DOCUMENT EXCERPT:
◇ ◇ ◇

Documentary follows mob attack on Capitol

By Jason Dick, CQ-Roll Call
Published: May 18, 2024, 6:06am
3 Photos
Supporters of President Donald Trump clash with police and security forces as people try to storm the U.S. Capitol on Jan. 6, 2021, in Washington.
Supporters of President Donald Trump clash with police and security forces as people try to storm the U.S. Capitol on Jan. 6, 2021, in Washington. (Brent Stirton/Getty Images) Photo Gallery

WASHINGTON — As photographer Mel D. Cole settles into a chair to share his memories of the mob attack on the Capitol, he looks at the camera and says, “Are you ready?”

“And that’s what we’re asking all audiences. Are you ready? Because you should be. To be an educated citizenry, you need to understand we literally almost had democracy tumble. … It was very close,” said Andrea Nix Fine in a recent interview.

She directed the new documentary “The Sixth” alongside her husband, and they acknowledge it was hard going. “It wasn’t easy with this film, because people didn’t want to talk. People wanted to move on quickly; people had exhaustion,” Sean Fine said.

◇ ◇ ◇

GIVEN EXERCISE:
Reproduce the passage of the article on the Capitol attack documentary above, between "WASHINGTON — As" and "a recent interview.", inclusive.

INFORMATION SHOWN:
◇ ◇ ◇

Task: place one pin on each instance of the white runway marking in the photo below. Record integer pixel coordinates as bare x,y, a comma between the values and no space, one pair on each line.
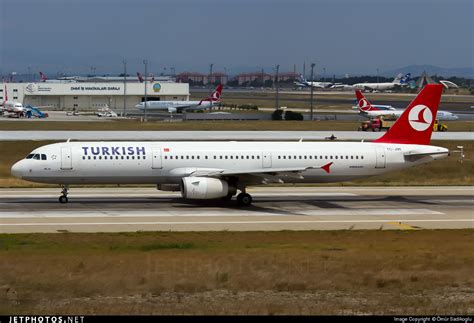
210,213
238,222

◇ ◇ ◇

WRITTEN RESPONSE:
WASHINGTON — As photographer Mel D. Cole settles into a chair to share his memories of the mob attack on the Capitol, he looks at the camera and says, “Are you ready?”

“And that’s what we’re asking all audiences. Are you ready? Because you should be. To be an educated citizenry, you need to understand we literally almost had democracy tumble. … It was very close,” said Andrea Nix Fine in a recent interview.